READING PASSAGE:
******
Athletes who come to the French road nationals in Isère often stage through Lyon — one of France's genuinely underrated cycling cities — and most of them underuse it. They land at Lyon Saint-Exupéry, drive 45 minutes south to La Tour-du-Pin, watch the racing, and leave again on the first direct flight back.
The athletes who stay and ride are the ones who understand that Lyon sits at the intersection of three cycling territories so different from each other that you can build a week of riding without repeating the same character of road twice. The Beaujolais hills are north. The Dombes plateau is northeast. The Monts du Lyonnais are west. And the Dauphiné — the big cols, Alpe d'Huez, the mountain country — is two hours south when you need to make the training hurt at a different scale.
The Three Zones
Beaujolais. The most immediately usable. North of Lyon, the vineyards begin around Villefranche-sur-Saône and run northward through the Beaujolais appellation to Mâcon. The terrain is rolling — not flat, not mountainous — with gradients that produce fatigue through accumulation rather than through specific steep sections. This is the zone for threshold work, for repeats on the same short climb, for three or four hours of sustained effort on quiet agricultural roads. The villages (Fleurie, Moulin-à-Vent, Chiroubles, Brouilly) interrupt the route at intervals useful for a café stop. The wine is secondary to the roads but is a legitimate rest-day activity.
The classic Beaujolais cycling loop from Lyon: north from Villefranche-sur-Saône through Belleville and into the Côte de Brouilly, climb the hill to the chapel at the summit (484m, not steep, but the view over the appellation is complete), descend through Odenas and Saint-Lager, loop through Fleurie and Moulin-à-Vent, return south along the Saône valley road. 90–110km, 1,200–1,600m depending on diversions. A standard training day for Lyon's club riders.
******
EXERCISE 1:
In the passage on cycling around Lyon, which villages are named in parentheses as breaking up the Beaujolais route?
EXERCISE 2:
Copy out everything in the passage on cycling around Lyon from "The Three Zones" down to "legitimate rest-day activity.", word for word.
The items come from an unrelated source.
******
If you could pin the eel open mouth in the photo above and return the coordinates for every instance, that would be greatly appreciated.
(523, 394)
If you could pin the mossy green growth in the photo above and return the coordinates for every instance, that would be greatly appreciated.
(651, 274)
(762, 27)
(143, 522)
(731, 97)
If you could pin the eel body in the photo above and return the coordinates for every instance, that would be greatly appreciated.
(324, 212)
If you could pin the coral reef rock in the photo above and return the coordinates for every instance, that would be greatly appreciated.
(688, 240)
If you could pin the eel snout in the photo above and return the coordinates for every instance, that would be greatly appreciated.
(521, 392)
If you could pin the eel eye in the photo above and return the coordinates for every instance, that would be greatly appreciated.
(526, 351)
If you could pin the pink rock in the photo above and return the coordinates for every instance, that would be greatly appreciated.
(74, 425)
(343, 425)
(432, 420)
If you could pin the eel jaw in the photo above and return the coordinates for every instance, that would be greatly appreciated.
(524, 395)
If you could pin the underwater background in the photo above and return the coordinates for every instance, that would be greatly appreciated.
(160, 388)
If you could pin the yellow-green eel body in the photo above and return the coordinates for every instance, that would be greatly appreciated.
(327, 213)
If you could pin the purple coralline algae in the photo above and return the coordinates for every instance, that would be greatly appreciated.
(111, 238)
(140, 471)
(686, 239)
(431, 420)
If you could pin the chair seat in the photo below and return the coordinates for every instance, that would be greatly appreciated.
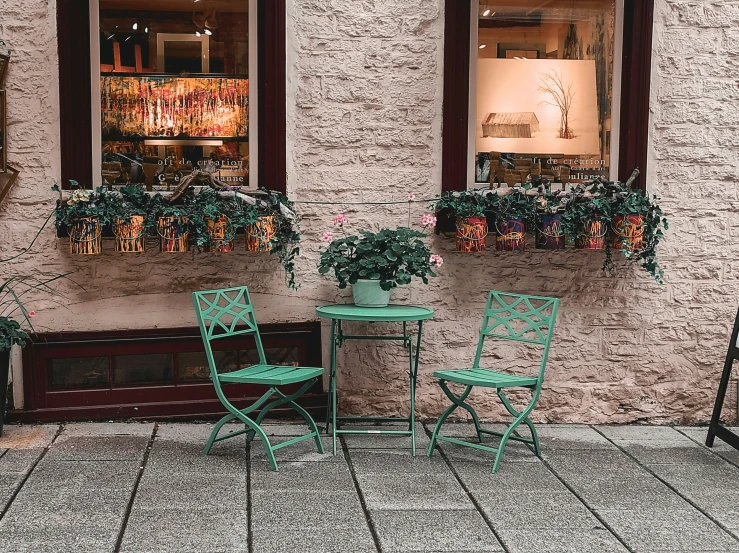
(271, 375)
(485, 377)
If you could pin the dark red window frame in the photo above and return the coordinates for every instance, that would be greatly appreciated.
(151, 399)
(635, 81)
(75, 80)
******
EXPECTED ANSWER 1:
Fleurie, Moulin-à-Vent, Chiroubles, Brouilly

EXPECTED ANSWER 2:
The Three Zones
Beaujolais. The most immediately usable. North of Lyon, the vineyards begin around Villefranche-sur-Saône and run northward through the Beaujolais appellation to Mâcon. The terrain is rolling — not flat, not mountainous — with gradients that produce fatigue through accumulation rather than through specific steep sections. This is the zone for threshold work, for repeats on the same short climb, for three or four hours of sustained effort on quiet agricultural roads. The villages (Fleurie, Moulin-à-Vent, Chiroubles, Brouilly) interrupt the route at intervals useful for a café stop. The wine is secondary to the roads but is a legitimate rest-day activity.